▶ _Document section_
* Begin *

The Phantoms of the Fire” — Smith himself said this was nearly the least favorite of his stories, and one can readily see why. There is none of Smith’s incantory, evocative, poetic language. This is a simple tale of a man who has left his family in Smith’s native Sierra Nevadas and returns months later and sees a vision of them which is lost in a blur. It later turns out they were killed in a forest fire. Smith’s friend, H. P. Lovecraft, said he kind of liked the story since it had “local colour”, but there is nothing special here.

A Night in Malnéant” — The influence of Edgar Allan Poe is obvious. The narrator enters the city of Malnéant to forget the death of his lady Mariel. The tone, the language remind one of Poe, particularly Poe’s “The Fall of the House of Usher” — a tale, after all, also dealing with a structure intimately connected to a dead/dying woman. Here the narrator finds everywhere he goes reminders of his dead love — coffins and services and bells rung. The death of a loved woman is, of course, a quintessential Poe theme (at least, proportionally, in his most famous work if not in his work as a whole). You can see this story as a psychic counterpart to the above Poe story. Just as Roderick Usher prematurely tried to bury the body of his sister, the narrator here tries to prematurely bury the memory of his love.

The Resurrection of the Rattlesnake” — Smith’s friend Lovecraft liked this story, inspired, Smith said, partly by Ambrose Bierce. [I now believe the story was Bierce’s “The Man and the Snake“.] It, like Smith’s “The Phantoms of the Fire”, is slick, forgettable, and devoid of Smith’s characteristic poetry.  It tells the story of how a stuffed rattlesnake seems to come back to life and kills a man with fright.

* End *

▶ _Information supplied_

* Begin *

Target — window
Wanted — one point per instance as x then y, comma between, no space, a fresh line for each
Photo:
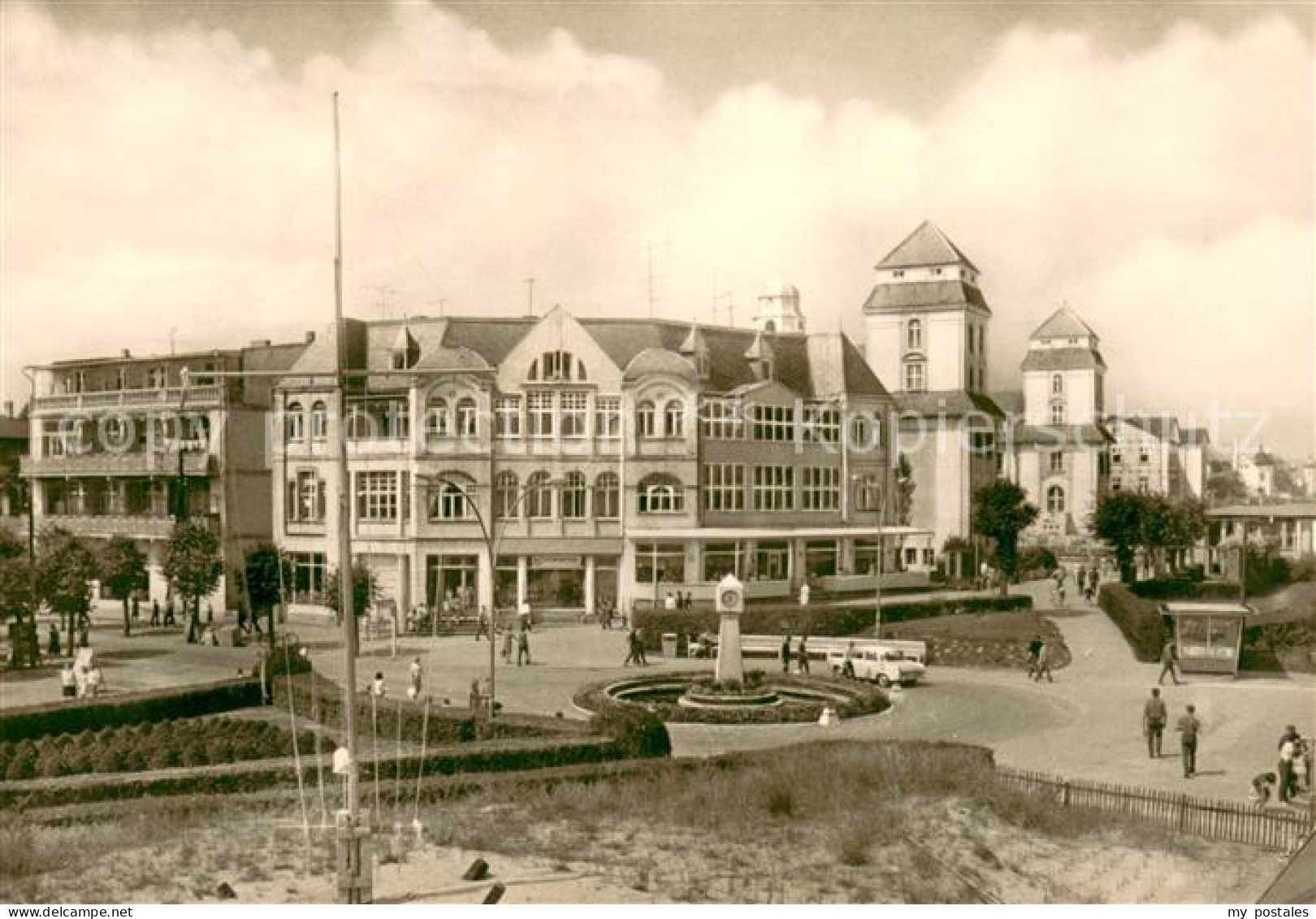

* End *

▶ _The task_
Transcribe the commentary on Smith's stories, everything from "The Resurrection of" down to "man with fright.". The material above was taken from a source unrelated to the commentary on Smith's stories.

▶ _Response_
The Resurrection of the Rattlesnake” — Smith’s friend Lovecraft liked this story, inspired, Smith said, partly by Ambrose Bierce. [I now believe the story was Bierce’s “The Man and the Snake“.] It, like Smith’s “The Phantoms of the Fire”, is slick, forgettable, and devoid of Smith’s characteristic poetry.  It tells the story of how a stuffed rattlesnake seems to come back to life and kills a man with fright.